Teks yang Diberikan:
· · · · ·
Sabtu, 13 Maret 2010

haa iki tentang kepemimpinan yang ideal

Sumber : http://cetak.kompas.com/read/xml/2010/03/12/13210499/kepemimpinan.yang.ideal

Kepemimpinan yang Ideal
Jumat, 12 Maret 2010 | 13:21 WIB
Oleh Nurul Lathiffah
Ketika pilkada semakin dekat jaraknya, maka secara kolektif, afeksi kita diarahkan untuk mencari kriteria pemimpin ideal. Kriteria itu pada gilirannya akan membentuk semacam skema atau-sebut saja-kualifikasi tertentu sehingga finalnya kita bisa menetapkan satu pilihan.
Secara subyektif perseptual, kita memiliki ekspektasi bahwa pemimpin yang kita pilih memiliki kepribadian yang matang, penuh tanggung jawab, dan memiliki pola kepemimpinan yang diterima pihak mayoritas.
· · · · ·
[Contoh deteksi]
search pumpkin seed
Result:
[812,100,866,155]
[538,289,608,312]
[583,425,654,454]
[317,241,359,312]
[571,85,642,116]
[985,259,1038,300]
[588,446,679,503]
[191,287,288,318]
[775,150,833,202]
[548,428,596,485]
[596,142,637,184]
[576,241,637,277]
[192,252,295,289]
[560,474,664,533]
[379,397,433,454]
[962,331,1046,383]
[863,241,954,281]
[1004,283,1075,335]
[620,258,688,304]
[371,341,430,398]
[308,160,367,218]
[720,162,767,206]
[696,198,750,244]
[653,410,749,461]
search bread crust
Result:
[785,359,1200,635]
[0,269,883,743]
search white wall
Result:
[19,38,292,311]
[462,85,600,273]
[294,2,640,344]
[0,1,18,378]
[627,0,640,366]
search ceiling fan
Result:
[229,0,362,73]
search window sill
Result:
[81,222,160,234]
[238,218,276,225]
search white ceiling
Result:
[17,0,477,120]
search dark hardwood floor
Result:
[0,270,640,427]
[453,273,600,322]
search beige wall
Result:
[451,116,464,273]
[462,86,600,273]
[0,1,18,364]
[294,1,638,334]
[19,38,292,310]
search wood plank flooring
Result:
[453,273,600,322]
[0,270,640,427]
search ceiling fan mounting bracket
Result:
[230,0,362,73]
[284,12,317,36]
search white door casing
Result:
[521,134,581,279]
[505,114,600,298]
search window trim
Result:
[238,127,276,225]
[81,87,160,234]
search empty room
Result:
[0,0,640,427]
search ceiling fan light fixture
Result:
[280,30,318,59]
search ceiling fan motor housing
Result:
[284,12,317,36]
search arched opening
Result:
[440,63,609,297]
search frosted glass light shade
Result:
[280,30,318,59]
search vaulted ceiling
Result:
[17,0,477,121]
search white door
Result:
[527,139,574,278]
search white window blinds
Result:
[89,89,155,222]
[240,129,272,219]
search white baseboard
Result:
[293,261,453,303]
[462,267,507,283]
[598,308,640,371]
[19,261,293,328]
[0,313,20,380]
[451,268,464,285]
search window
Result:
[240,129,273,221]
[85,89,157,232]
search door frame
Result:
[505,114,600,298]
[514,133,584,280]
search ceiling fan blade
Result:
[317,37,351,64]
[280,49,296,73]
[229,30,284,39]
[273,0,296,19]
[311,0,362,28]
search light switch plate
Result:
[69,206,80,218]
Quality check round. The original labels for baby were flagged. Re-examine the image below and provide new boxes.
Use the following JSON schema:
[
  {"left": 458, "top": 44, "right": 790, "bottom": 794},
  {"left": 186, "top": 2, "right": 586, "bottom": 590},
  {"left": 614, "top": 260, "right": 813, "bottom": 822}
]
· · · · ·
Daftar Tugas:
A. Jawablah pertanyaan berikut berdasarkan teks tentang kepemimpinan yang ideal:
(i) Siapa penulis artikel "Kepemimpinan yang Ideal"?
(ii) Pukul berapa artikel itu dimuat pada Jumat, 12 Maret 2010?
(iii) Apa tiga hal yang diharapkan dimiliki pemimpin yang kita pilih?
B. Tolong teruskan teks tentang kepemimpinan yang ideal, mulai setelah kalimat terakhirnya.
Materi itu berdiri sendiri dan tidak berhubungan dengan teks tentang kepemimpinan.

Jawaban Tiap Tugas:
A.
(i) Nurul Lathiffah.
(ii) Pukul 13:21 WIB.
(iii) Kepribadian yang matang, sikap penuh tanggung jawab, dan pola kepemimpinan yang diterima pihak mayoritas.

B.
Persoalan tipe pemimpin ideal kadang bukan murni permasalahan sosial saja, melainkan pencitraan media massa dan penerimaan "calon pemimpin" dalam wilayah budaya menjanjikan sebuah garansi yang kuat bahwa seseorang itu tepat dijadikan sosok pemimpin. Kriteria pemimpin pun memiliki dinamika tersendiri, sesuai dengan kebutuhan masyarakat dan konteks kekinian. Jika pada awal pertumbuhannya negara kita memercayai bahwa karisma adalah faktor yang utama dan pertama, kita jadi paham mengapa Soekarno memiliki masa kepemimpinan yang panjang dengan tingkat penerimaan yang cukup ramah.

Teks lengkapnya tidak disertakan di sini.